**SOURCE**
┌──

Module name (EN): Advanced Measurement and Instrumentation Engineering
Degree programme: Electrical Engineering, Master, ASPO 01.10.2005
Module code: E802
Hours per semester week / Teaching method: 4V (4 hours per week)
ECTS credits: 5
Semester: 8
Mandatory course: yes
Language of instruction:
German
Assessment:
Written exam

[updated 12.03.2010]
Applicability / Curricular relevance:
E802 Electrical Engineering, Master, ASPO 01.10.2005, semester 8, mandatory course
Workload:
60 class hours (= 45 clock hours) over a 15-week period.
The total student study time is 150 hours (equivalent to 5 ECTS credits).
There are therefore 105 hours available for class preparation and follow-up work and exam preparation.
Recommended prerequisites (modules):
None.
Recommended as prerequisite for:
Module coordinator:
Prof. Dr. Alexander Neidenoff
Lecturer:
Prof. Dr. Alexander Neidenoff


[updated 12.03.2010]
Learning outcomes:
After completing this course students will have acquired:
- the theoretical fundamentals of metrology, measurement statistics, stochastic processes and error propagation;
- the theoretical knowledge necessary to analyse rival measurement methods and instruments and to create and implement new measurement ideas and techniques;
- specialist knowledge, expertise and practical skills in effective and spectral measurement technologies using both absolute and ‘level’ units. The course focuses on the analytical, computational and practical approaches to handling faulty measured quantities, and inner, outer, passive, active and parasitic disturbances. All measurement and computational procedures must be carried out analytically to any required level of precision or must be estimated and checked by calculation to a degree of precision acceptable for the specified practical application.

└──

**GIVEN RECORDS**
┌──

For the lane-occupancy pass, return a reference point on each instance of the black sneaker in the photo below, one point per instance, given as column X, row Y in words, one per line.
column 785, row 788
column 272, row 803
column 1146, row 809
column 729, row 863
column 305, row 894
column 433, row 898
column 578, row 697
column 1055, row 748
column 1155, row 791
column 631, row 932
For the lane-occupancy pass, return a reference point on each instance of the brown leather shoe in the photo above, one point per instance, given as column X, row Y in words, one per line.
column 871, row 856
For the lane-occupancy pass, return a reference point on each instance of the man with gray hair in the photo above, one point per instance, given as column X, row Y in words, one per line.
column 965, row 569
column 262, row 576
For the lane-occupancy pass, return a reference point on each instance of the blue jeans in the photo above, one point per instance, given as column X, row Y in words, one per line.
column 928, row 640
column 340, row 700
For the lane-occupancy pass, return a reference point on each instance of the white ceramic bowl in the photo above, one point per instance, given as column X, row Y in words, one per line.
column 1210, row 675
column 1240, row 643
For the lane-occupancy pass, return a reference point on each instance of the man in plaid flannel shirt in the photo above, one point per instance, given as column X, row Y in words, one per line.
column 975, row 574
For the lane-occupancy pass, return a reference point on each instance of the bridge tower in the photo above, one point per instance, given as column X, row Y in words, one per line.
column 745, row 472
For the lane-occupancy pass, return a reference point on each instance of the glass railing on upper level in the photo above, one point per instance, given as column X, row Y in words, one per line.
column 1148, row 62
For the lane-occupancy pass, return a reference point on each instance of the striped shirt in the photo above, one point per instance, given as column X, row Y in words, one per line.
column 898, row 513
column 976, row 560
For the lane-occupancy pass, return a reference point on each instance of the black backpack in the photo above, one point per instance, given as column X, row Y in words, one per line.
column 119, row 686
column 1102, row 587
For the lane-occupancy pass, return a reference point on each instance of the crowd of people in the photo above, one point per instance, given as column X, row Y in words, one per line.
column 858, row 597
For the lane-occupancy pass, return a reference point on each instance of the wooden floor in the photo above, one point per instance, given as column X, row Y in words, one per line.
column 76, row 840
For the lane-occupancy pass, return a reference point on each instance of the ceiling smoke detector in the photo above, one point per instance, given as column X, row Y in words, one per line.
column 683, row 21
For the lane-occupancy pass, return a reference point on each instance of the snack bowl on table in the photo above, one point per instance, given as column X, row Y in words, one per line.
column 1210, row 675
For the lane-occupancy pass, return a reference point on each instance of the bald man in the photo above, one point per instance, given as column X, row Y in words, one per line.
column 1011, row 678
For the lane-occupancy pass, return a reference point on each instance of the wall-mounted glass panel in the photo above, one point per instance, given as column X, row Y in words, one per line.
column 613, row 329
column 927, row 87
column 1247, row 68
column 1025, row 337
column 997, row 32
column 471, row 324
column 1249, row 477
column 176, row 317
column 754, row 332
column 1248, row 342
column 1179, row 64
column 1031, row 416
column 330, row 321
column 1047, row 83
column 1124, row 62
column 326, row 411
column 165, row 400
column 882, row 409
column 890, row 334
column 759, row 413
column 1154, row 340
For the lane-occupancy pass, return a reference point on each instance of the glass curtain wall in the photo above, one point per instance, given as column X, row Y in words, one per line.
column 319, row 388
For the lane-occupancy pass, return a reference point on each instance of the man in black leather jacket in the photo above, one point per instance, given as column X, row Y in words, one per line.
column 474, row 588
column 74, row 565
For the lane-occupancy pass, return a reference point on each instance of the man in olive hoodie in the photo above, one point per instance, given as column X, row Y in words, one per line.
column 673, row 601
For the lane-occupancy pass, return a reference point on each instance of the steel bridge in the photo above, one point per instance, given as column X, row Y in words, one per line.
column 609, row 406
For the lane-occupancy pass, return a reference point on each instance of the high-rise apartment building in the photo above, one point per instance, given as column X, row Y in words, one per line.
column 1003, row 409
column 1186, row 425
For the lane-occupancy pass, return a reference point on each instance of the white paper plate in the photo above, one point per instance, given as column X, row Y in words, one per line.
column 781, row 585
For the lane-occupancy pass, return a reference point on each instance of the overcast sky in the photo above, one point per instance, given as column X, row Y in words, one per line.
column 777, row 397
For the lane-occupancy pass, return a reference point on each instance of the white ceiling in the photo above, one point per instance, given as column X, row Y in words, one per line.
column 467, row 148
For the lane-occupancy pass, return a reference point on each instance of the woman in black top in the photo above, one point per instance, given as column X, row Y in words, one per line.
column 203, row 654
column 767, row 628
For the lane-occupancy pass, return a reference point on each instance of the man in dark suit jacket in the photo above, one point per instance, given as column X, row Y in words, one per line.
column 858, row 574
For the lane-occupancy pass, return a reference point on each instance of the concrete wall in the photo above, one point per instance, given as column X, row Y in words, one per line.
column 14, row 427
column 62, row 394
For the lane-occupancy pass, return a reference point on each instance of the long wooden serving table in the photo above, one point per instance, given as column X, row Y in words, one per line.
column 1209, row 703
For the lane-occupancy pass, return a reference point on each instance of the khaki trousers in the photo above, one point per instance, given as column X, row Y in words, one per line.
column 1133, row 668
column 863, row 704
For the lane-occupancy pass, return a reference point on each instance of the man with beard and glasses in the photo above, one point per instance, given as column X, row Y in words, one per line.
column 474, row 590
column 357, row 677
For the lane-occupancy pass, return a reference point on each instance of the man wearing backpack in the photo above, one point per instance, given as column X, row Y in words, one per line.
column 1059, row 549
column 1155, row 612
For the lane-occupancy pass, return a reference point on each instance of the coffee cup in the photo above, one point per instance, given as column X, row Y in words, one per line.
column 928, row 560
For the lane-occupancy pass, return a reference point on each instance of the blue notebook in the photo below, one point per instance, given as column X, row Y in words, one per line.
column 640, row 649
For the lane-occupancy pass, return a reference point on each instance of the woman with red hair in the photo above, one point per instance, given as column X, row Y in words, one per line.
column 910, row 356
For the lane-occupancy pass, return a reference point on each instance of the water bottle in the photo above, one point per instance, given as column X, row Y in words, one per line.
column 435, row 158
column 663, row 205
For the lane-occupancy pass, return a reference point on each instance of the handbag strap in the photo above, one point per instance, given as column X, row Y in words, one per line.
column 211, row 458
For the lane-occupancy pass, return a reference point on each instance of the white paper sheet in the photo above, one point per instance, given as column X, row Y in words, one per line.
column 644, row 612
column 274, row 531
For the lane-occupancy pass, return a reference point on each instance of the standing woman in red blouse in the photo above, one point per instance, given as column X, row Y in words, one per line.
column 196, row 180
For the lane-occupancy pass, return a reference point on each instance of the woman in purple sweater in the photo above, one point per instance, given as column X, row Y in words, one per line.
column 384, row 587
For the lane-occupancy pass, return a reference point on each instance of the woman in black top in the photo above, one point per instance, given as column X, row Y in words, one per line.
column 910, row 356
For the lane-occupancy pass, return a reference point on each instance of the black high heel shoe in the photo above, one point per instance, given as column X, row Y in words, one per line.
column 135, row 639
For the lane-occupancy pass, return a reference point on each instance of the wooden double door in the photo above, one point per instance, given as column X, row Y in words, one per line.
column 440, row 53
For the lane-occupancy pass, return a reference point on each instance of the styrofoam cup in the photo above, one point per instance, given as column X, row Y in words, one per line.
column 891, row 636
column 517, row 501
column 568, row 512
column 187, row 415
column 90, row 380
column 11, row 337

└──

According to the module description above, how many hours are left for class preparation, follow-up work, and exam preparation?

105 hours.